**WHAT IS NEEDED**.
Your answer is a copy of every line in the records where "both" appears.
******************************
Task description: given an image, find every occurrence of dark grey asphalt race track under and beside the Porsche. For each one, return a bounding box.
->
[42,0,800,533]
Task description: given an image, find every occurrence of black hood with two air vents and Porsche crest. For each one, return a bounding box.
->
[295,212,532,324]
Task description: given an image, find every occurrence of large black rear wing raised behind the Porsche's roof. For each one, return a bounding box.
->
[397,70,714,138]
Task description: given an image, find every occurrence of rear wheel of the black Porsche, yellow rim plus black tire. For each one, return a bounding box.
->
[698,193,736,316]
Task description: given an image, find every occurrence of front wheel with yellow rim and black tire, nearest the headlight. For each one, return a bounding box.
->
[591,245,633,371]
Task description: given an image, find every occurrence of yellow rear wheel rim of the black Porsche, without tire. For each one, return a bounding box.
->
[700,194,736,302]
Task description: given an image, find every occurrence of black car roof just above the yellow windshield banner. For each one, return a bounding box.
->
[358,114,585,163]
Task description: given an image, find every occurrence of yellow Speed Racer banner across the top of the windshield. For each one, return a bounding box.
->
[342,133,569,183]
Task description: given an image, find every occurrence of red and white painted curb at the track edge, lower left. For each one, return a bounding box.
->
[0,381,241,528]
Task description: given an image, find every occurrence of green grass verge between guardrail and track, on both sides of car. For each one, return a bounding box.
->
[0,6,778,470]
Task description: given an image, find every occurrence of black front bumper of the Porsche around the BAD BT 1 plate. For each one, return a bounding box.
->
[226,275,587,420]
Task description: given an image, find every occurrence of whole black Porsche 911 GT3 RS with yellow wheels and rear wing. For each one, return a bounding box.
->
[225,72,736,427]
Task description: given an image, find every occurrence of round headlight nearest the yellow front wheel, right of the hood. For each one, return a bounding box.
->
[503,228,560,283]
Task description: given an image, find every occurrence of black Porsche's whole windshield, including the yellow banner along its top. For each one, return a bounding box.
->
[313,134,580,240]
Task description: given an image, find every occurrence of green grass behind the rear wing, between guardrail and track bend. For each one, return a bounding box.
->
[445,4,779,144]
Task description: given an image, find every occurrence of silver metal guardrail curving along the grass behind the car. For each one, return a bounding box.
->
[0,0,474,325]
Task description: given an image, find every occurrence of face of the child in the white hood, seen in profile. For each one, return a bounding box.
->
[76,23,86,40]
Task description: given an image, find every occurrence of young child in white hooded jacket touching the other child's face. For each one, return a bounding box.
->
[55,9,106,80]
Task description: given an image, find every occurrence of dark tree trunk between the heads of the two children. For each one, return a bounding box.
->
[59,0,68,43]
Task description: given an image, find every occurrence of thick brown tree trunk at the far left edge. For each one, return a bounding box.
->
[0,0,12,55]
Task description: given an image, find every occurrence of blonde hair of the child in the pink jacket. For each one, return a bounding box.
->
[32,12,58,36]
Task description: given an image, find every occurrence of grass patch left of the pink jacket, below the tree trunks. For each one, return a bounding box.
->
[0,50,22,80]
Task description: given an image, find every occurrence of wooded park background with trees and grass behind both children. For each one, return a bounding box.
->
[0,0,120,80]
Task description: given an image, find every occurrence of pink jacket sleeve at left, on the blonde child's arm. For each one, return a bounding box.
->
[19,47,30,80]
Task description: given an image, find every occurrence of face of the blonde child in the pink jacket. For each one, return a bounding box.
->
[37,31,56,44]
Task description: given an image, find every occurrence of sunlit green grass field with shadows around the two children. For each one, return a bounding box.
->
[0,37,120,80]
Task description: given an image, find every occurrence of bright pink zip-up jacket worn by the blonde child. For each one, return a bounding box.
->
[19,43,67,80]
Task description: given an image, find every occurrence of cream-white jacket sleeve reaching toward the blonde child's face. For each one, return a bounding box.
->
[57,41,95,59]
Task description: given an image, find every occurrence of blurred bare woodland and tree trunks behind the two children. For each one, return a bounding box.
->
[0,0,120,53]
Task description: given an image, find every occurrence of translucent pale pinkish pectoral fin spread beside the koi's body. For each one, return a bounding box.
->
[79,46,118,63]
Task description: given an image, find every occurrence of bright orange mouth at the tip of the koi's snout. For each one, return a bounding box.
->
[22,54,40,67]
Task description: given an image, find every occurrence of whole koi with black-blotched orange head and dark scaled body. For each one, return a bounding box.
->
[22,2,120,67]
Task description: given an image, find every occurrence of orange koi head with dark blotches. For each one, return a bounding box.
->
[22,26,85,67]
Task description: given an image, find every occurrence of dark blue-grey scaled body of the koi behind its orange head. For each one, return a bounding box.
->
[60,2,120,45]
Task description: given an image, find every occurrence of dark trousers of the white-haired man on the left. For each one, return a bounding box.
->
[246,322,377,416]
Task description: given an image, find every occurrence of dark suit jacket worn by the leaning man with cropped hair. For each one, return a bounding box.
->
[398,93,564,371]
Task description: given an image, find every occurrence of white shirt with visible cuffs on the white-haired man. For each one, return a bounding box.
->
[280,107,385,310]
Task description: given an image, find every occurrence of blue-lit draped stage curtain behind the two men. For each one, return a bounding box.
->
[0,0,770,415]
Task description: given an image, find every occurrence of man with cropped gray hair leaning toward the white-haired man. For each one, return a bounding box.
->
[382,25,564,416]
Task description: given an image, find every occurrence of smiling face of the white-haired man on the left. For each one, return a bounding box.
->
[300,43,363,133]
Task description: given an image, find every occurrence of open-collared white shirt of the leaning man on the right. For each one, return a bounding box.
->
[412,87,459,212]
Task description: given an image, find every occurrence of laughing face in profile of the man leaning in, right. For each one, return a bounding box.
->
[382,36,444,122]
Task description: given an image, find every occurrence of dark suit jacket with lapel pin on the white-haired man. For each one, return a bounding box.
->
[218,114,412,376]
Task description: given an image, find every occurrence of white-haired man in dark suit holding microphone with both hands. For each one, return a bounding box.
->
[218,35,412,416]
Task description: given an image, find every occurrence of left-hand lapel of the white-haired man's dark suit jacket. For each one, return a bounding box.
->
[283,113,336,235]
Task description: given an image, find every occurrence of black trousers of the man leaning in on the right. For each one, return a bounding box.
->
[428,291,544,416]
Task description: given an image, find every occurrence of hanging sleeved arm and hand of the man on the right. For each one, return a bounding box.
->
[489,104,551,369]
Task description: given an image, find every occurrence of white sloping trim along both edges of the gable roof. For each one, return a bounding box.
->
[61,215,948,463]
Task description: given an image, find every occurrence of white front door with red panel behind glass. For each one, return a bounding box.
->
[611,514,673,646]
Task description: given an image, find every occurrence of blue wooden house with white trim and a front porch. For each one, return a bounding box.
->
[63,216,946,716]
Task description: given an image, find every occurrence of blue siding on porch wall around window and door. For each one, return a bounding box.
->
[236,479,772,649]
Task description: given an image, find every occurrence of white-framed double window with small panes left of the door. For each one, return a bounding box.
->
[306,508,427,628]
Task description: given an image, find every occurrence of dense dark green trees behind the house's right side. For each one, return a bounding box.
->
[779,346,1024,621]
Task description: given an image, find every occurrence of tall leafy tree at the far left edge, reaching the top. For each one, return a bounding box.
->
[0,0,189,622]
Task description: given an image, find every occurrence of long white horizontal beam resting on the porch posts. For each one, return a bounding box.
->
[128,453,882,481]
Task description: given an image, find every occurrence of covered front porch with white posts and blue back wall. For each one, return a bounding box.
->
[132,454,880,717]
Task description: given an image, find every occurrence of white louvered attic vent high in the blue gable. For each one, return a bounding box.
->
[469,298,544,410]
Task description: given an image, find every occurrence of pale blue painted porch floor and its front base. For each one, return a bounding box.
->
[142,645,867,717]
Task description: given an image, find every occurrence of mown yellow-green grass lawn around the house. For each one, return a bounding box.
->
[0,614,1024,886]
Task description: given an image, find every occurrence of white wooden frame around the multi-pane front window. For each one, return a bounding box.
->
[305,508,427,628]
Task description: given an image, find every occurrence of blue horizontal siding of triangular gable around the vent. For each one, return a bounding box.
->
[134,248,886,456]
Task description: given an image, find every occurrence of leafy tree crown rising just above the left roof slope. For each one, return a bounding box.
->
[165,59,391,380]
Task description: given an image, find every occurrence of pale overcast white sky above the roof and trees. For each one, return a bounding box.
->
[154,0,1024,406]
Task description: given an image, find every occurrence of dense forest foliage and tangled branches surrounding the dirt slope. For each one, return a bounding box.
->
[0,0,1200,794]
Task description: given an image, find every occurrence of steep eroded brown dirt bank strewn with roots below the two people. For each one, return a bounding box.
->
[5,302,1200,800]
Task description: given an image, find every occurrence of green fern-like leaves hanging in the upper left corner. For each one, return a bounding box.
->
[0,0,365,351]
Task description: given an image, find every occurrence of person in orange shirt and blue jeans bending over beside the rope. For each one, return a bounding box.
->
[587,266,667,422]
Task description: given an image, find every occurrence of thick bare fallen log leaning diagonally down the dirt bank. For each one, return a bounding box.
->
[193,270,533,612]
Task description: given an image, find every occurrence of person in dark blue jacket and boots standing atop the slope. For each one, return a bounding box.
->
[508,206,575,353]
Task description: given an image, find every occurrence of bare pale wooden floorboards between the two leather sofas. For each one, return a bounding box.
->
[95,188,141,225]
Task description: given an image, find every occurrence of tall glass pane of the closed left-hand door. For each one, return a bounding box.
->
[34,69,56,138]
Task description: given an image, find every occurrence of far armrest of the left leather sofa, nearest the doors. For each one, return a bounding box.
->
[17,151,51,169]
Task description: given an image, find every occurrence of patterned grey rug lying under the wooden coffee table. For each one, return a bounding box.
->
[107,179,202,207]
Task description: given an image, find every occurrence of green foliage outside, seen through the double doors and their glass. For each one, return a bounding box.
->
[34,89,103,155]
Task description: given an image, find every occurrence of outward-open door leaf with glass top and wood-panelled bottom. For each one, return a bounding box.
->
******************************
**TASK RESPONSE**.
Task description: given an image, find every occurrence of green grass verge between guardrail and track, on both sides of car. For each one, return a bounding box.
Task description: given an image, find every occurrence of wooded park background with trees and grass behind both children. For each one, return a bounding box.
Task description: given an image, find every occurrence of white-haired man in dark suit holding microphone with both hands. For each one, return a bounding box.
Task description: given an image, find every occurrence of white sloping trim along both edges of the gable roof. For each one, return a bounding box.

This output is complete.